Please retype the line that contains "Point out red" and all lines that follow it to the end of the entries below, exactly as they stand, with nothing added.

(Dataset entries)
§
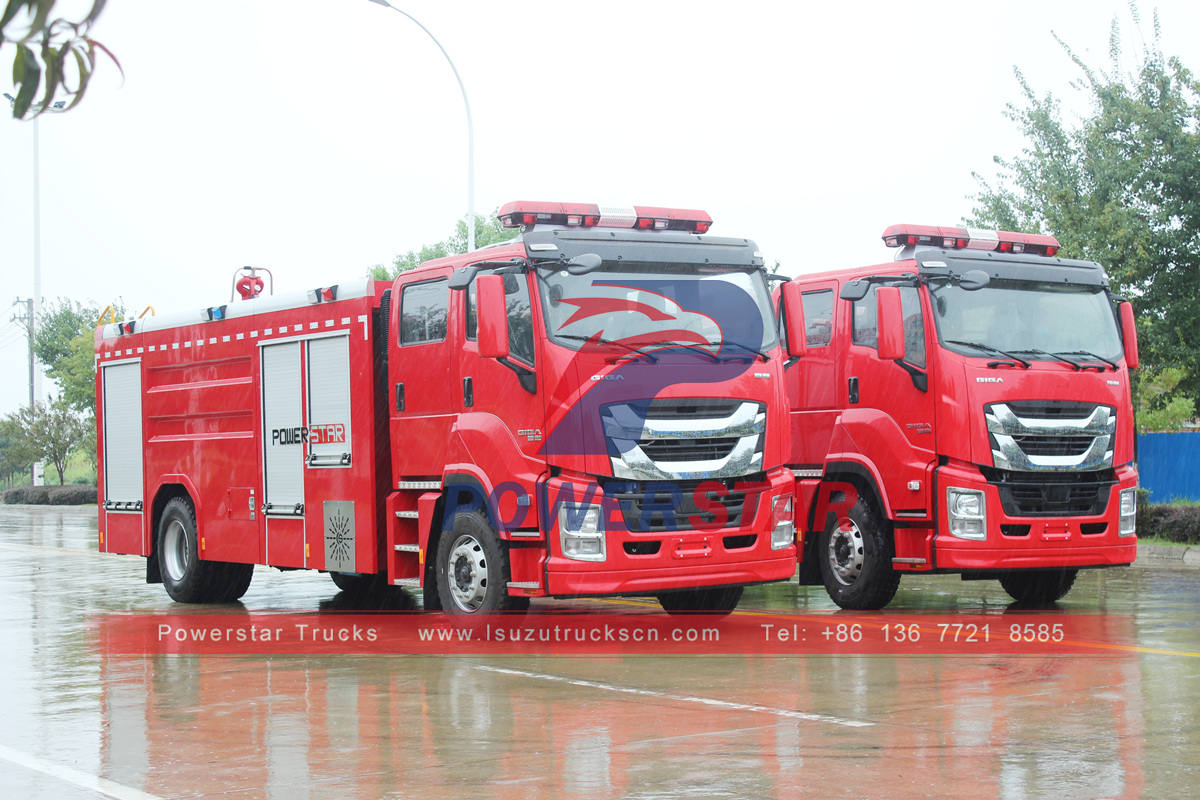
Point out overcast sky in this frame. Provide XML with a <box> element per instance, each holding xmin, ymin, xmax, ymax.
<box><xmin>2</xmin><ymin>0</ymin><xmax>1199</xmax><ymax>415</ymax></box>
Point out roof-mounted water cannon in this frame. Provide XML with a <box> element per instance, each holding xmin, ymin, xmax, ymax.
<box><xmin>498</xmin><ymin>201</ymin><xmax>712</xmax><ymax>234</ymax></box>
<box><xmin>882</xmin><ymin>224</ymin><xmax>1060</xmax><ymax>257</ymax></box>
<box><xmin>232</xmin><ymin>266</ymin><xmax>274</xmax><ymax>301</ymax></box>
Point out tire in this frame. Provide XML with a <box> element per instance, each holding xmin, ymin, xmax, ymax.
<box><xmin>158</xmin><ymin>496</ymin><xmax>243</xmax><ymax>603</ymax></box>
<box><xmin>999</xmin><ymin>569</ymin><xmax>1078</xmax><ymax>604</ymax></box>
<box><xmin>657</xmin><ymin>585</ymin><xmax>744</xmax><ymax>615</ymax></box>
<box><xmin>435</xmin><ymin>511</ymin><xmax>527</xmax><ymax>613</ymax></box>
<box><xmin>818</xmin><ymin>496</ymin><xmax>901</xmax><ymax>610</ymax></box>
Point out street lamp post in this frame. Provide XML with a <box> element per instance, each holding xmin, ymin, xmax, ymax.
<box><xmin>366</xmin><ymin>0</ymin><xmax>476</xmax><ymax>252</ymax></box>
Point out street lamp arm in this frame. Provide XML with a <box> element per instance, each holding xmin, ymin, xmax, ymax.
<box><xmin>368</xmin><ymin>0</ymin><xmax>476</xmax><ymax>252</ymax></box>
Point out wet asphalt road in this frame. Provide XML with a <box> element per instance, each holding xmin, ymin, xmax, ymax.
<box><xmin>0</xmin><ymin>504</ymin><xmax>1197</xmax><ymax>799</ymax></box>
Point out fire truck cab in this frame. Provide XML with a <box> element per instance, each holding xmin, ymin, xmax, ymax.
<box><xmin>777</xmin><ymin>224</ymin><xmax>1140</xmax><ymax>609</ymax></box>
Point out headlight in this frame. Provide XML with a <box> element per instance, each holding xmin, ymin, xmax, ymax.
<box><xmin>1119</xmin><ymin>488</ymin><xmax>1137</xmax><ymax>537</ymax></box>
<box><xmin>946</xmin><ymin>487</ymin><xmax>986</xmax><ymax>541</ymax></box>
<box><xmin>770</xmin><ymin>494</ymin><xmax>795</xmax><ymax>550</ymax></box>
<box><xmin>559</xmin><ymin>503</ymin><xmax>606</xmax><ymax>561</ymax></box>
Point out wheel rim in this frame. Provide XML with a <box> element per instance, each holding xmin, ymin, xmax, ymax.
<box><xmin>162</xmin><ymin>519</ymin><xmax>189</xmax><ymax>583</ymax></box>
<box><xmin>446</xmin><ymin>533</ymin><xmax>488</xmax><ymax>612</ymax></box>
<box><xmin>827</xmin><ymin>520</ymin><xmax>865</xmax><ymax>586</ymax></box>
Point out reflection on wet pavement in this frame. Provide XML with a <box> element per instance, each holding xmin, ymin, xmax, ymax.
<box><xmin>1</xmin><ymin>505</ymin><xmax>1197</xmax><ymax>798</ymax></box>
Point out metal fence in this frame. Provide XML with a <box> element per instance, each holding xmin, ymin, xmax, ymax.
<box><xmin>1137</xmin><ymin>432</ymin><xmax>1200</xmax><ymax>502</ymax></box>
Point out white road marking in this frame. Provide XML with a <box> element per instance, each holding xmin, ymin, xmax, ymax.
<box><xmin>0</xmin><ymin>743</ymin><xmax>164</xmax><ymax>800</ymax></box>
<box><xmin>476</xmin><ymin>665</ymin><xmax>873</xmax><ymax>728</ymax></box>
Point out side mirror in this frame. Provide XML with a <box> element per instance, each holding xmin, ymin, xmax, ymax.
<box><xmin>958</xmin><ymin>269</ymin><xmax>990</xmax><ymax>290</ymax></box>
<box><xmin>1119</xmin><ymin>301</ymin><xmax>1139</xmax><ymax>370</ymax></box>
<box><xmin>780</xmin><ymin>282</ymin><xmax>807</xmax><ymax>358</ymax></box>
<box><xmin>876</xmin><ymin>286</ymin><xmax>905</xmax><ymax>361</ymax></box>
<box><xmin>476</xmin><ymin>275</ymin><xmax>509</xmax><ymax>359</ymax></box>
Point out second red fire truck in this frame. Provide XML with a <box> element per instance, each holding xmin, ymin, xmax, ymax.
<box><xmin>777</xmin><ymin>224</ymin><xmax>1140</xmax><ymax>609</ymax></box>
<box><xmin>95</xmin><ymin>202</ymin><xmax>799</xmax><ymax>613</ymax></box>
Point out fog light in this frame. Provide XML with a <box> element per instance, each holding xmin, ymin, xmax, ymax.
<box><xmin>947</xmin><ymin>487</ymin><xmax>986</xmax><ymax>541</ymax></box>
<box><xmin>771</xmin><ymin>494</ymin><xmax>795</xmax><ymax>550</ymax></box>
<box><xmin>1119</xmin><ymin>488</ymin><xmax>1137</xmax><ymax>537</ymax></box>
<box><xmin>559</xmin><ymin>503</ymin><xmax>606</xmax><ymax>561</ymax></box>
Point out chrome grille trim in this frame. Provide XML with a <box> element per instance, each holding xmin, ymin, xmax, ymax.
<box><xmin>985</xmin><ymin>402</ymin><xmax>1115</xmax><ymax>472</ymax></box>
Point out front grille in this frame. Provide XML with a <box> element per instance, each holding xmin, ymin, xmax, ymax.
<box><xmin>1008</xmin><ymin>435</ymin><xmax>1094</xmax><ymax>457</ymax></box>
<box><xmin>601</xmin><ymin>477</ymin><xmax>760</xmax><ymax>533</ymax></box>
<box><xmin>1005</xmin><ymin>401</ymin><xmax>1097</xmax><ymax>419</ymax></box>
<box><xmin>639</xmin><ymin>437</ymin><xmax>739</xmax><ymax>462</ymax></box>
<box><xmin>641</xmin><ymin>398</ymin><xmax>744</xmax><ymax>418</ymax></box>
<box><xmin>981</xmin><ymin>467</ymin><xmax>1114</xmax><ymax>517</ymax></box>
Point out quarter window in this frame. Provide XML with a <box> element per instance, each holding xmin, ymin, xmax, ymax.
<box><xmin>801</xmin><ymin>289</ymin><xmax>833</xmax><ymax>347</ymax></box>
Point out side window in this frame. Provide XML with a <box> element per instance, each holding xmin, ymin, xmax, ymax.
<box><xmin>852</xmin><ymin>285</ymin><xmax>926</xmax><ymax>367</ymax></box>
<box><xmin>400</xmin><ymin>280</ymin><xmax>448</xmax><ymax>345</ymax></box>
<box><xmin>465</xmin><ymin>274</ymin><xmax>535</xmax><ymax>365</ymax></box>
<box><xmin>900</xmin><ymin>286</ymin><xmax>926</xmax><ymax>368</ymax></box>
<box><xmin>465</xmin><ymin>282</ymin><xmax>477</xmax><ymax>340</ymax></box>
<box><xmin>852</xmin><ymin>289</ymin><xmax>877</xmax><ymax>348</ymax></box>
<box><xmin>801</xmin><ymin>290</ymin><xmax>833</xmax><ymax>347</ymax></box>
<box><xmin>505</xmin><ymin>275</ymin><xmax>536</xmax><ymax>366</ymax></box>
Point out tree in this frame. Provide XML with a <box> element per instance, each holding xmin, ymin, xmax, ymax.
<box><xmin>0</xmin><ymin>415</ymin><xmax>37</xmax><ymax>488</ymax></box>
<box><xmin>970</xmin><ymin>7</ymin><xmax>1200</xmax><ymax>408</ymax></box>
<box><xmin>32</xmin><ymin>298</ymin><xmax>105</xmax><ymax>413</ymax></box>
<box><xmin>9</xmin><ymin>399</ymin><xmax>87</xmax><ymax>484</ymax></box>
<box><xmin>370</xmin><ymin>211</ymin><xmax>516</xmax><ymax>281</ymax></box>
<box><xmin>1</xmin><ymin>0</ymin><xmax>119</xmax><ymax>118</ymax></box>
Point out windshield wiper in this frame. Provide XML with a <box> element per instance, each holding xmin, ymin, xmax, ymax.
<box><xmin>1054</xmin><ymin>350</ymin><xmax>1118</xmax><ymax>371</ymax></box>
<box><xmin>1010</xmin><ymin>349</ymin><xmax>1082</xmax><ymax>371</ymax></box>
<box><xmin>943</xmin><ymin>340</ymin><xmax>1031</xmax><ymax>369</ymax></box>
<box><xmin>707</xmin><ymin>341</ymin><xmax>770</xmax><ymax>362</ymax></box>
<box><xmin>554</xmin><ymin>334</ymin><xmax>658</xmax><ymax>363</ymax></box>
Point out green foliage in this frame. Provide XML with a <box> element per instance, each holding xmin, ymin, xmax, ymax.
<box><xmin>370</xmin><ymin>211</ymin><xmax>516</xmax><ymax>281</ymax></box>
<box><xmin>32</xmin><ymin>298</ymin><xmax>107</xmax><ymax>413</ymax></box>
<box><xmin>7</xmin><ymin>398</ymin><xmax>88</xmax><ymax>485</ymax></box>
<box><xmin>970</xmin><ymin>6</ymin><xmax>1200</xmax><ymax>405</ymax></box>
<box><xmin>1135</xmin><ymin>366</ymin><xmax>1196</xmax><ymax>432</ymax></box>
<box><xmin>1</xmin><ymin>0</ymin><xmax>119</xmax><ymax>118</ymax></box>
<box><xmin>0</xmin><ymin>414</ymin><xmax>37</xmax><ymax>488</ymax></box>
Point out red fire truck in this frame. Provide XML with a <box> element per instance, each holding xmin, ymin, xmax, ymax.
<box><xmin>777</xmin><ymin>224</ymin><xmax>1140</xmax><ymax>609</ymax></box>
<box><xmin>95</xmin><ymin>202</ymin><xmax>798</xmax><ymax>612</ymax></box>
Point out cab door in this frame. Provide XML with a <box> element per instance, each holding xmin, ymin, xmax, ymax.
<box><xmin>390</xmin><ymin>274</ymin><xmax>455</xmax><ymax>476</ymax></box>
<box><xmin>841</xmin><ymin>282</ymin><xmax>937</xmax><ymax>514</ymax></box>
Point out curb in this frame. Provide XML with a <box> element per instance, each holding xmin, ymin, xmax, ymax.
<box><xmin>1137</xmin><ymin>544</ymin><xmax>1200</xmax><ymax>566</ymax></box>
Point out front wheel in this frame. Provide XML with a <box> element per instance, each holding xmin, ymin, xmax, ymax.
§
(Solved exercise)
Point out red fire truck in this frame. Provide XML with a <box> element per instance, each holding xmin, ymin, xmax, ymax.
<box><xmin>777</xmin><ymin>224</ymin><xmax>1140</xmax><ymax>609</ymax></box>
<box><xmin>95</xmin><ymin>202</ymin><xmax>798</xmax><ymax>612</ymax></box>
Point out cab door in this frame. Provide XML with a <box> element per instance, each holding xmin, ymin, xmax, ymax.
<box><xmin>390</xmin><ymin>274</ymin><xmax>455</xmax><ymax>476</ymax></box>
<box><xmin>841</xmin><ymin>282</ymin><xmax>937</xmax><ymax>514</ymax></box>
Point out curb in this frame. Provide XML with a <box> element per instance, each holding xmin, ymin, xmax, ymax.
<box><xmin>1137</xmin><ymin>544</ymin><xmax>1200</xmax><ymax>566</ymax></box>
Point out front wheel in this frame. Provide XML with a <box> element per instance, each holding xmin, ymin, xmax, ymax.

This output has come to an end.